_Records from a collection_

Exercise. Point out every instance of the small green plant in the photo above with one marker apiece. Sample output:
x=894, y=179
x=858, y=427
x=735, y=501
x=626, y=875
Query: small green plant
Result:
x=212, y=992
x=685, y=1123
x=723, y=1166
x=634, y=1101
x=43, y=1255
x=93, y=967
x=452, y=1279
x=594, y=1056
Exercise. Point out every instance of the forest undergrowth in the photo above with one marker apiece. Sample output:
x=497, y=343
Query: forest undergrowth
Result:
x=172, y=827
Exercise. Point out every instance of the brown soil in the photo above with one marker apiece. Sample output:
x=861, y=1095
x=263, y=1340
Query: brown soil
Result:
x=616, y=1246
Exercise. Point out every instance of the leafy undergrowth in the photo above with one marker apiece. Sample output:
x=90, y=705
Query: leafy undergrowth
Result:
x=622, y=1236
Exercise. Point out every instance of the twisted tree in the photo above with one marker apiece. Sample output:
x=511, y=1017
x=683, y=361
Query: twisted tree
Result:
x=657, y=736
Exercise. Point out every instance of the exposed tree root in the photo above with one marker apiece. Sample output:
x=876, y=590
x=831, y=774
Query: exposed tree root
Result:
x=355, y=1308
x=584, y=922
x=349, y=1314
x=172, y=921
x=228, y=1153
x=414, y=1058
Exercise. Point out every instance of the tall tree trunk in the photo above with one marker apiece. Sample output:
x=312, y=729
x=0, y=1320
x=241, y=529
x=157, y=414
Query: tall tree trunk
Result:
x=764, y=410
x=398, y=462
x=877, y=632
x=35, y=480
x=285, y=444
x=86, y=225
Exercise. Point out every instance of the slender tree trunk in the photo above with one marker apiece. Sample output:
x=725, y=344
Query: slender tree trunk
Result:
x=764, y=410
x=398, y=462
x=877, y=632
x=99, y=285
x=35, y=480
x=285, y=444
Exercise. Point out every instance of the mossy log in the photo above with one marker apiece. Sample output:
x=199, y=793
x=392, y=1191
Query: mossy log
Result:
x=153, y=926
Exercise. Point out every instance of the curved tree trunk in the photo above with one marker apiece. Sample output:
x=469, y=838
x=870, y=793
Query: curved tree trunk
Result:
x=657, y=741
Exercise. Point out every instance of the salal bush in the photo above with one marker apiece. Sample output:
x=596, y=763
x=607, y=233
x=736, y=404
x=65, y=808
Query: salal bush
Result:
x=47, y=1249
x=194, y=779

_Exercise instructions_
Scan the records above for the string "Query", and copy every line where it turns up.

_Task answer_
Query: small green plant
Query: forest undergrowth
Query: brown soil
Query: leafy undergrowth
Query: twisted tree
Query: exposed tree root
Query: tall tree trunk
Query: slender tree trunk
Query: mossy log
Query: curved tree trunk
Query: salal bush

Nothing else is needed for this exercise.